## TASK INSTRUCTIONS
If a line in the entries below includes "desk", show that line.

## PROVIDED RECORDS
____
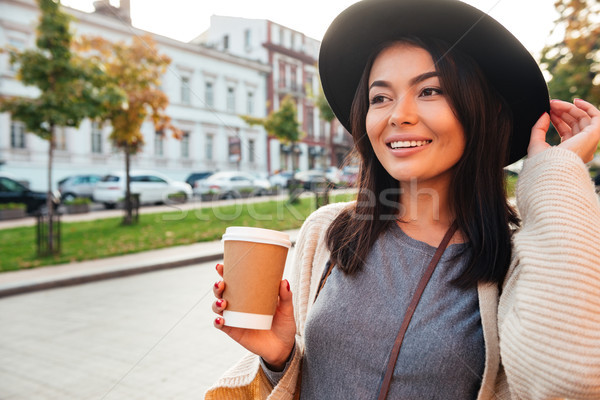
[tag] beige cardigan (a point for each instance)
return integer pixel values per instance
(542, 334)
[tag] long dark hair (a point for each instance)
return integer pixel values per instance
(477, 191)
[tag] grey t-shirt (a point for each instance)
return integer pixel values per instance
(353, 324)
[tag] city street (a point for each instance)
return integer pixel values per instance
(148, 336)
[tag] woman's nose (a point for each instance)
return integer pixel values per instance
(404, 112)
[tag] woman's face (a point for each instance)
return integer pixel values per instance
(412, 129)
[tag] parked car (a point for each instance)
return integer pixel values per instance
(312, 178)
(12, 191)
(153, 188)
(196, 176)
(281, 179)
(231, 184)
(78, 186)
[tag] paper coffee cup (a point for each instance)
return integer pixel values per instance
(254, 261)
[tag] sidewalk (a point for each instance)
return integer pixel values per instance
(30, 280)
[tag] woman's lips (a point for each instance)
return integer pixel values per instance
(406, 144)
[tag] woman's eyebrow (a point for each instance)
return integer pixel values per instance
(423, 77)
(413, 81)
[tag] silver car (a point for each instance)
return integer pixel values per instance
(78, 186)
(231, 184)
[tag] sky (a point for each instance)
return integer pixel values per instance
(529, 20)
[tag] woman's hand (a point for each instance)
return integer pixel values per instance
(275, 345)
(578, 125)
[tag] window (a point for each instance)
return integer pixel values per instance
(294, 77)
(209, 147)
(209, 94)
(96, 138)
(281, 74)
(17, 135)
(247, 39)
(250, 103)
(251, 148)
(230, 99)
(226, 42)
(159, 144)
(185, 90)
(60, 139)
(185, 145)
(310, 130)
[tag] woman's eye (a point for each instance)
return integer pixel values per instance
(430, 92)
(377, 99)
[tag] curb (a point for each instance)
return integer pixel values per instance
(33, 286)
(100, 276)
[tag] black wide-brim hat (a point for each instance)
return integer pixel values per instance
(508, 66)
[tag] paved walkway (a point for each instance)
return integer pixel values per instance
(25, 281)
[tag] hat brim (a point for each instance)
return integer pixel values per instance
(507, 64)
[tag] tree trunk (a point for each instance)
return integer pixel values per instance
(49, 196)
(128, 219)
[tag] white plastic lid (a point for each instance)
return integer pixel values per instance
(257, 235)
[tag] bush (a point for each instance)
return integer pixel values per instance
(13, 206)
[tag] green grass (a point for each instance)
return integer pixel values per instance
(107, 237)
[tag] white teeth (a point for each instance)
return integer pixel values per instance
(407, 143)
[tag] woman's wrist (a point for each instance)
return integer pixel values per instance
(278, 365)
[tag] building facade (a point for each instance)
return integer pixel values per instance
(208, 90)
(292, 57)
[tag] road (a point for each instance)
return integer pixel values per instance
(98, 211)
(148, 336)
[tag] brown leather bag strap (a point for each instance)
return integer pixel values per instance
(387, 379)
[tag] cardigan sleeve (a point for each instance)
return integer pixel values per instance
(549, 310)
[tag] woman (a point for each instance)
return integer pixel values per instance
(439, 98)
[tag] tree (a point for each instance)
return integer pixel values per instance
(282, 123)
(71, 88)
(136, 69)
(574, 63)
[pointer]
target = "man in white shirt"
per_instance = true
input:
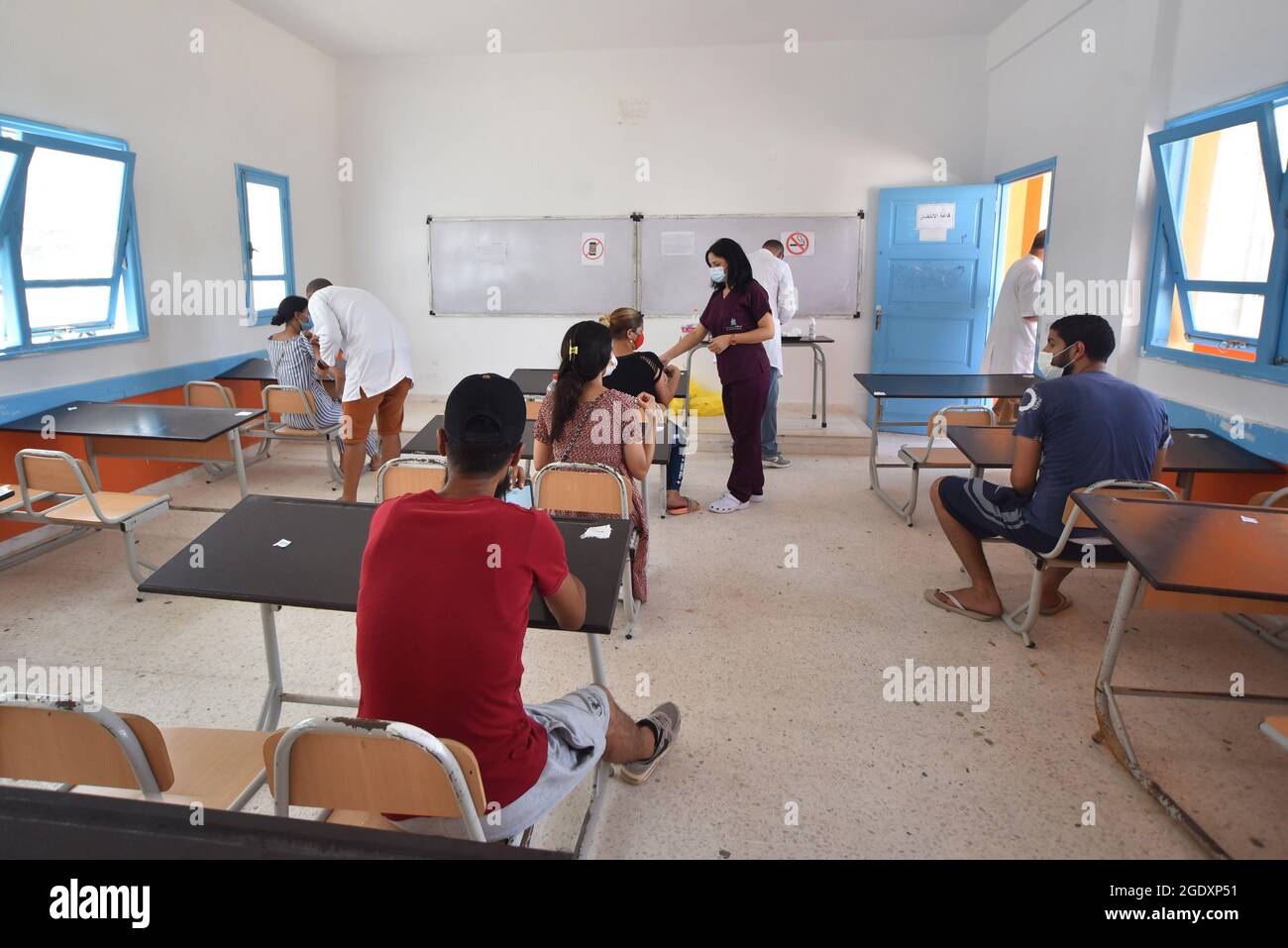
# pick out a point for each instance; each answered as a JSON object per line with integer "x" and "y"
{"x": 376, "y": 372}
{"x": 772, "y": 272}
{"x": 1012, "y": 344}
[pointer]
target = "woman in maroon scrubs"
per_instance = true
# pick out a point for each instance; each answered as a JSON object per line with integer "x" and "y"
{"x": 738, "y": 320}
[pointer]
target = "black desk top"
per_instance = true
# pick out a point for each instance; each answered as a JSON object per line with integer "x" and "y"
{"x": 254, "y": 369}
{"x": 78, "y": 826}
{"x": 945, "y": 385}
{"x": 1194, "y": 450}
{"x": 130, "y": 420}
{"x": 425, "y": 441}
{"x": 533, "y": 381}
{"x": 1214, "y": 549}
{"x": 320, "y": 569}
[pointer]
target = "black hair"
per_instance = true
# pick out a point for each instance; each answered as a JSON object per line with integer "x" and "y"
{"x": 1094, "y": 331}
{"x": 737, "y": 265}
{"x": 287, "y": 309}
{"x": 584, "y": 353}
{"x": 480, "y": 459}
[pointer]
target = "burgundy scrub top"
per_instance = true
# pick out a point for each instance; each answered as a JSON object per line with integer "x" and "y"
{"x": 738, "y": 312}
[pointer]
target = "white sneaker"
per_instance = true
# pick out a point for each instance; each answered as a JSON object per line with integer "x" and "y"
{"x": 728, "y": 504}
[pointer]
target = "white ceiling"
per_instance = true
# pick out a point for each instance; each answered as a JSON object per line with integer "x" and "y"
{"x": 456, "y": 27}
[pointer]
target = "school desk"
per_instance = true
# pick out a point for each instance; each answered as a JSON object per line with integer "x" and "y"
{"x": 82, "y": 826}
{"x": 1194, "y": 451}
{"x": 151, "y": 432}
{"x": 1193, "y": 558}
{"x": 943, "y": 388}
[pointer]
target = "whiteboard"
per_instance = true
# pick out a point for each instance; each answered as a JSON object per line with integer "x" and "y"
____
## SOLUTION TO THIS PROBLEM
target = "black desk top"
target = "school desk"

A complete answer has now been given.